[start Data listing]

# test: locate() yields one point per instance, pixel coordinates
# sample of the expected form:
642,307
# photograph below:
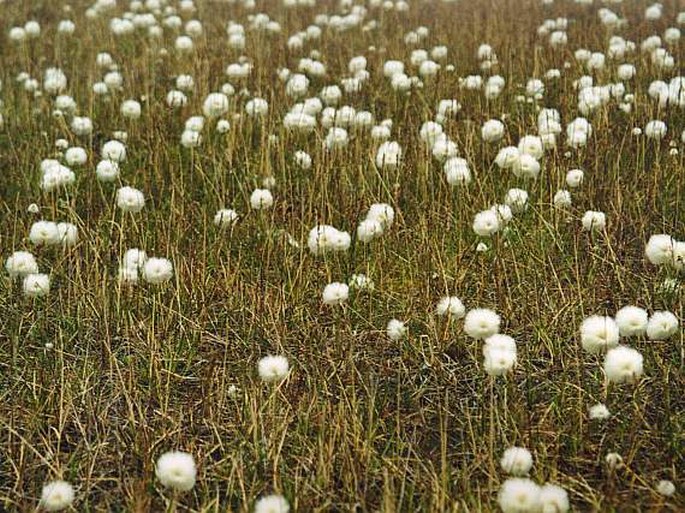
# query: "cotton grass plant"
370,256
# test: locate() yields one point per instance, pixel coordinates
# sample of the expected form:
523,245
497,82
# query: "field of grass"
121,360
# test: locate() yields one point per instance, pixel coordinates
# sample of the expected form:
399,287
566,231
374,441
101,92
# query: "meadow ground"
110,358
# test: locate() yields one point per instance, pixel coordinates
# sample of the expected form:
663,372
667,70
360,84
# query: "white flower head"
272,504
56,496
158,270
36,285
498,362
261,199
599,411
130,199
486,223
481,323
594,221
613,460
623,365
665,488
273,369
361,282
335,293
113,150
176,470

[end Data listing]

■ **Exercise goal**: Convert every line of the entries above into a JSON array of strings, one string per line, skipping blank lines and omitting the picture.

■ **Answer to this exercise**:
[
  "# test: locate() yields one point per instance, pixel coordinates",
  "# sample of the expected form:",
  "642,307",
  "# photograph below:",
  "# query: \"cotton grass plant\"",
  "370,256",
  "# test: locate() yields one point per instance, pixel coordinates",
  "# sample of the expected form:",
  "523,245",
  "497,82",
  "# query: \"field of grass\"",
  "121,360",
  "# test: locate() yields one point per instance, pixel coordinates",
  "# sample of the expected form:",
  "399,287",
  "566,231",
  "374,441",
  "101,92",
  "# query: \"meadow ground\"",
  "110,358",
  "# test: locate() yields one point per instance, pixel coordinates",
  "# sample of the expected form:",
  "663,372",
  "667,70",
  "360,84",
  "# query: \"white flower head\"",
  "272,504",
  "56,496",
  "158,270",
  "36,285",
  "498,362",
  "261,199",
  "599,411",
  "130,199",
  "486,223",
  "481,323",
  "594,221",
  "613,460",
  "623,365",
  "665,488",
  "273,369",
  "361,282",
  "335,293",
  "113,150",
  "176,470"
]